▸ **Directive 1**:
Say whether each statement agrees with the text on linear regression below, answering yes or no and quoting the deciding words of the text. (a) The dataset covers 97 houses from Portland, Oregon. (b) The text states that h(x) is certain to predict the price of a new house correctly. (c) Size and the number of bedrooms are given as features that describe a house.

Problem Formulation

Suppose we have a dataset giving the living areas and prices of 97 houses from Portland, Oregon:

House Prices
Living area ($feet^2$) Price (1000\$s)
2104 400
1600 330
2400 369
1416 232
3000 540
$\vdots$ $\vdots$

We can plot this data:

Our goal in linear regression is to predict a target value $y$ starting from a vector of input values $x \in \Re^n$. For example, we might want to make predictions about the price of a house so that $y$ represents the price of the house in dollars and the elements $x_j$ of $x$ represent “features” that describe the house (such as its size and the number of bedrooms). Suppose that we are given many examples of houses where the features for the i’th house are denoted $x^{(i)}$ and the price is $y^{(i)}$.

Our goal is to find a function $y = h(x)$ so that we have $y^{(i)} \approx h(x^{(i)})$ for each training example. If we succeed in finding a function $h(x)$ like this, and we have seen enough examples of houses and their prices, we hope that the function $h(x)$ will also be a good predictor of the house price even when we are given the features for a new house where the price is not known.

▸ **Directive 2**:
Report every line of the listing that contains the word "engine".

▸ **Record excerpts**:
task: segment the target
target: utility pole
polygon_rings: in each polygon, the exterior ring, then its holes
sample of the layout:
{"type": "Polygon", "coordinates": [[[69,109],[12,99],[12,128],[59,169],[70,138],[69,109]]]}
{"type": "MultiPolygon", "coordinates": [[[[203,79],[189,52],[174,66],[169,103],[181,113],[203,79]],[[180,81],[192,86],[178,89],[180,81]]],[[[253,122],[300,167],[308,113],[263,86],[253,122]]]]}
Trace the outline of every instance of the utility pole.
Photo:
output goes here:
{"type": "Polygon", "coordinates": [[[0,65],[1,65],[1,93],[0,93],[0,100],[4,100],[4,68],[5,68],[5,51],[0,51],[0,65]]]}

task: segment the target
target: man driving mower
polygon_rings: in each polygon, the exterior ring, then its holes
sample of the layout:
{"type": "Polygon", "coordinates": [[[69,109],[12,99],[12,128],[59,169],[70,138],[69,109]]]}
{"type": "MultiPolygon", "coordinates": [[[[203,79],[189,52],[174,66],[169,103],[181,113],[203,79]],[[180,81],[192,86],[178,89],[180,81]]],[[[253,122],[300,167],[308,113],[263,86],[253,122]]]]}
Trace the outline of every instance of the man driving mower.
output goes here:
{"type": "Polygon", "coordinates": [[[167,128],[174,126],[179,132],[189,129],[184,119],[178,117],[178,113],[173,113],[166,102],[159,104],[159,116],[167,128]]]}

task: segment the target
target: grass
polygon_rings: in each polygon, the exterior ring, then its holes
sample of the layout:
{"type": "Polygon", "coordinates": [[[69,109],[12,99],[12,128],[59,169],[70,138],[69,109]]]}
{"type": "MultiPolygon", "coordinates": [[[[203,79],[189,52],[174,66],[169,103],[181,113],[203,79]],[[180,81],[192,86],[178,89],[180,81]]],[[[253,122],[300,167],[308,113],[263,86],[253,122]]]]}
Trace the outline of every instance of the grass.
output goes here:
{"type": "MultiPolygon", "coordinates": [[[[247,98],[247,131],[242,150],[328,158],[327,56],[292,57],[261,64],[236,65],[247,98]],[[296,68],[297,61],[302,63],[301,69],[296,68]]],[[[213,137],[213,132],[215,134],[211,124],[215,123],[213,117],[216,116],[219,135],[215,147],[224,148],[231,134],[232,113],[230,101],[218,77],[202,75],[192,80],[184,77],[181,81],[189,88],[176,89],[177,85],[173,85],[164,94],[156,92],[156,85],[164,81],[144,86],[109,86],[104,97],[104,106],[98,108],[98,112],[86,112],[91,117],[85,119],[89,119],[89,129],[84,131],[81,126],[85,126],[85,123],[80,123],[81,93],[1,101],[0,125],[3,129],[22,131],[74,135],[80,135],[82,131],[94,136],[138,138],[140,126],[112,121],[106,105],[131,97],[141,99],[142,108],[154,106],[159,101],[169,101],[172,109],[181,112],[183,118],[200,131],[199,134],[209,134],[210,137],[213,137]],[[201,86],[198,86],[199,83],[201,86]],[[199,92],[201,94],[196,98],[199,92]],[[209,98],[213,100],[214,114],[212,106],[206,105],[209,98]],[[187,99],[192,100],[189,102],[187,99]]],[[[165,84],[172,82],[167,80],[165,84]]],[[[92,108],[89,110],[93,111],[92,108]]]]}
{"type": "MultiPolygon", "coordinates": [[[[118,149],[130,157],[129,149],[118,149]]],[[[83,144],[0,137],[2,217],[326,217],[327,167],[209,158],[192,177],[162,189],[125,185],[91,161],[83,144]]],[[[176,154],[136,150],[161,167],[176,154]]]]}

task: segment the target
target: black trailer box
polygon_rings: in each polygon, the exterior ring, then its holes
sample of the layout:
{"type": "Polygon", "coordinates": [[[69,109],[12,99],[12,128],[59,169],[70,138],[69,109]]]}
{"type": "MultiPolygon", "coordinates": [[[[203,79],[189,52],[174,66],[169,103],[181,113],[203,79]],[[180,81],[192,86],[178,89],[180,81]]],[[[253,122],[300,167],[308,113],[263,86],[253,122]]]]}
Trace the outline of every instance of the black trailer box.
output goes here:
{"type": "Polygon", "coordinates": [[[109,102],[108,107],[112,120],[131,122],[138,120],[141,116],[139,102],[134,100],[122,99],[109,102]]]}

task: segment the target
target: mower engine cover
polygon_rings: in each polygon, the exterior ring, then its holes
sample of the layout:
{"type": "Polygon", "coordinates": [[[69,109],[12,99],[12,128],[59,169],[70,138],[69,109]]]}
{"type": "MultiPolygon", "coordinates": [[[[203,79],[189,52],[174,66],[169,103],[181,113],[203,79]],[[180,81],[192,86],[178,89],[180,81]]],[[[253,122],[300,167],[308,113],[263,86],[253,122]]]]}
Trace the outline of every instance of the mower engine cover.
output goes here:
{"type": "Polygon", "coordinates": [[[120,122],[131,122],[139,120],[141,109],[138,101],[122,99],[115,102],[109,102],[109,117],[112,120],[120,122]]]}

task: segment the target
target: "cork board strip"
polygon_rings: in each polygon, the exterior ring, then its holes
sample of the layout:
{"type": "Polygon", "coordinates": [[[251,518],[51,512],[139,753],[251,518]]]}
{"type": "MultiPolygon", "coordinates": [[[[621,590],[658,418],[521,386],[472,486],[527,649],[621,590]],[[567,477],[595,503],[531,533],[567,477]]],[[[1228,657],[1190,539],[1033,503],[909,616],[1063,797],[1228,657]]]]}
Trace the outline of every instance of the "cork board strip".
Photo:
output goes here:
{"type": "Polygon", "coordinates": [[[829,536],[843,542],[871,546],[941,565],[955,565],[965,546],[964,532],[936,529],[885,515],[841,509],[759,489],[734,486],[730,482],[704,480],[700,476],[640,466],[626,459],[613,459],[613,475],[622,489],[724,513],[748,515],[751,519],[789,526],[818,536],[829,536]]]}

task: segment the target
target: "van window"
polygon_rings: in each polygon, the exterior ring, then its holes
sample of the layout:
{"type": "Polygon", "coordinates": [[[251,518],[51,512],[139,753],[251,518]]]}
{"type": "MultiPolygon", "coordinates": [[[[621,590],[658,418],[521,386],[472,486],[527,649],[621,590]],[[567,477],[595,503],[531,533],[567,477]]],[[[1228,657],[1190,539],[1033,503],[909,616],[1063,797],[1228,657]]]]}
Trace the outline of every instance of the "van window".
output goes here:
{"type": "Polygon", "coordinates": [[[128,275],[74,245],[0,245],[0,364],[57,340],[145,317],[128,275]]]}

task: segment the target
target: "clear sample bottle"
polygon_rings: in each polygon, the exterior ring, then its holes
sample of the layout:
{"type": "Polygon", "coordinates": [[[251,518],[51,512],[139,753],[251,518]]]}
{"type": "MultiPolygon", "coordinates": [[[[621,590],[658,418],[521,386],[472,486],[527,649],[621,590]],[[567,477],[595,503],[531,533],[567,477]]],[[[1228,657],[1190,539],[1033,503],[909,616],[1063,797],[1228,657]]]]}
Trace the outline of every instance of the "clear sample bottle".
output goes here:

▸ **Exercise output 1**:
(a) Yes: "the living areas and prices of 97 houses from Portland, Oregon"
(b) No: "we hope that the function $h(x)$ will also be a good predictor of the house price"
(c) Yes: "(such as its size and the number of bedrooms)"

▸ **Exercise output 2**:
target: mower engine cover
Trace the outline of every instance of the mower engine cover.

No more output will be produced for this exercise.